▶ **What you are asked to do**:
Below is a listing to write out in full, exactly as given, without its pictures.

▶ **Information shown**:
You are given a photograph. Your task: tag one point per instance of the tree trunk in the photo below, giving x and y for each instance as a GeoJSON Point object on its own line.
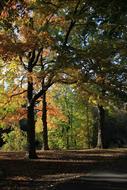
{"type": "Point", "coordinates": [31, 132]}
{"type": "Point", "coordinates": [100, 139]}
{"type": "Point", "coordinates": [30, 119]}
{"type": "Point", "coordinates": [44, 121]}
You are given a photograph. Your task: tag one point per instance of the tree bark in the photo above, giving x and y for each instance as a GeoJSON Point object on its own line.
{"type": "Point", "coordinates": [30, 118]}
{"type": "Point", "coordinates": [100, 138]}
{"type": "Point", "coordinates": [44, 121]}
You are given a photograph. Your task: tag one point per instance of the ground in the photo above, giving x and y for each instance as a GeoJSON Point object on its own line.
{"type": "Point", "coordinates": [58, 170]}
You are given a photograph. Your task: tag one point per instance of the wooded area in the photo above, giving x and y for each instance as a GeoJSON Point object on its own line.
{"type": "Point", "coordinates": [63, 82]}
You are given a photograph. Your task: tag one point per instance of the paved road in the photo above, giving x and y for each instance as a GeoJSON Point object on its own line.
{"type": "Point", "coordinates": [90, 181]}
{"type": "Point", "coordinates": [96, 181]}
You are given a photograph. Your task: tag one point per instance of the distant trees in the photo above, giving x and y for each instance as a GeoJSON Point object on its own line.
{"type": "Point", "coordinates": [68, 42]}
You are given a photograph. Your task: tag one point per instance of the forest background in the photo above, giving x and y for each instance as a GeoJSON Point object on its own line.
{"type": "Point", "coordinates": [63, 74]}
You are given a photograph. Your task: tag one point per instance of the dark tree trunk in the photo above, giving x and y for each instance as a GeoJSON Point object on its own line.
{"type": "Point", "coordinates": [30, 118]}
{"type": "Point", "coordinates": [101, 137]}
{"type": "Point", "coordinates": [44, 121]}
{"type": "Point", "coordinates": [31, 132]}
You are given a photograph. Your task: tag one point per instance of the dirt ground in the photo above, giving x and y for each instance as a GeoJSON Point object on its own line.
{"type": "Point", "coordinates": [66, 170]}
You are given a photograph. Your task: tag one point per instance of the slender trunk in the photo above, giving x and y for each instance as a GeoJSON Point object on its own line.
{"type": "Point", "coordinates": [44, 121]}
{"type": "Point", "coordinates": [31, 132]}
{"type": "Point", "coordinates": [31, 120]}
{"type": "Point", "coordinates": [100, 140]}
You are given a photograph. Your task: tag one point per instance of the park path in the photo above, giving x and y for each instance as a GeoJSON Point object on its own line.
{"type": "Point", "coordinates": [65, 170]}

▶ **The output**:
You are given a photograph. Your task: tag one point per instance of the tree trunk in the photo below, giving x and y for each instance as a GeoJSON Point object on its own line.
{"type": "Point", "coordinates": [31, 132]}
{"type": "Point", "coordinates": [100, 139]}
{"type": "Point", "coordinates": [30, 119]}
{"type": "Point", "coordinates": [44, 121]}
You are given a photograph. Your task: tag one point per instance of the tree bark in the photo above, giving x and y for each instance as a GeoJSON Point object on its own line.
{"type": "Point", "coordinates": [30, 118]}
{"type": "Point", "coordinates": [100, 138]}
{"type": "Point", "coordinates": [44, 121]}
You are given a photograph. Your task: tag one point per instance of the ground in the photo above, giving x and y for each instance as a GeoJSON Point object on its own line.
{"type": "Point", "coordinates": [58, 170]}
You are given a photograph. Your task: tag one point per instance of the wooded area in the photo above, giving x and y for each instance as a GeoJSON Point object on its own line.
{"type": "Point", "coordinates": [63, 82]}
You are given a photograph. Your task: tag one point per instance of the paved road in the photo above, giving x and y for each instance as a GeoJSON Point object on its own line.
{"type": "Point", "coordinates": [90, 181]}
{"type": "Point", "coordinates": [96, 181]}
You are given a photograph. Your task: tag one point per instance of the distant trees in the photo above, giving x and y for each instance as a GeoJSON Point object on its own line.
{"type": "Point", "coordinates": [68, 42]}
You are given a photograph. Your task: tag one point per instance of the forest background in the photo above, giving x and y for each instance as a GeoJSON Point object on its own line.
{"type": "Point", "coordinates": [63, 74]}
You are given a photograph. Your task: tag one point per instance of the dark tree trunk in the photo above, giving x and y for each instance as a GeoJSON Point object on its own line.
{"type": "Point", "coordinates": [30, 118]}
{"type": "Point", "coordinates": [101, 137]}
{"type": "Point", "coordinates": [44, 121]}
{"type": "Point", "coordinates": [31, 132]}
You are given a photograph. Your task: tag one point per instance of the dirt ground in the photo above, giving x and y for each instance as a GeoJSON Point object on its own line.
{"type": "Point", "coordinates": [66, 170]}
You are given a photograph. Your task: tag one point per instance of the slender trunk in the photo above, giving x and y for each instance as a GeoJSON Point object on its own line.
{"type": "Point", "coordinates": [44, 121]}
{"type": "Point", "coordinates": [31, 132]}
{"type": "Point", "coordinates": [31, 120]}
{"type": "Point", "coordinates": [100, 140]}
You are given a photograph. Your task: tag one point per instance of the park path in the photo above, giving x and y for each instance as a GeoJSON Point object on its own line.
{"type": "Point", "coordinates": [65, 170]}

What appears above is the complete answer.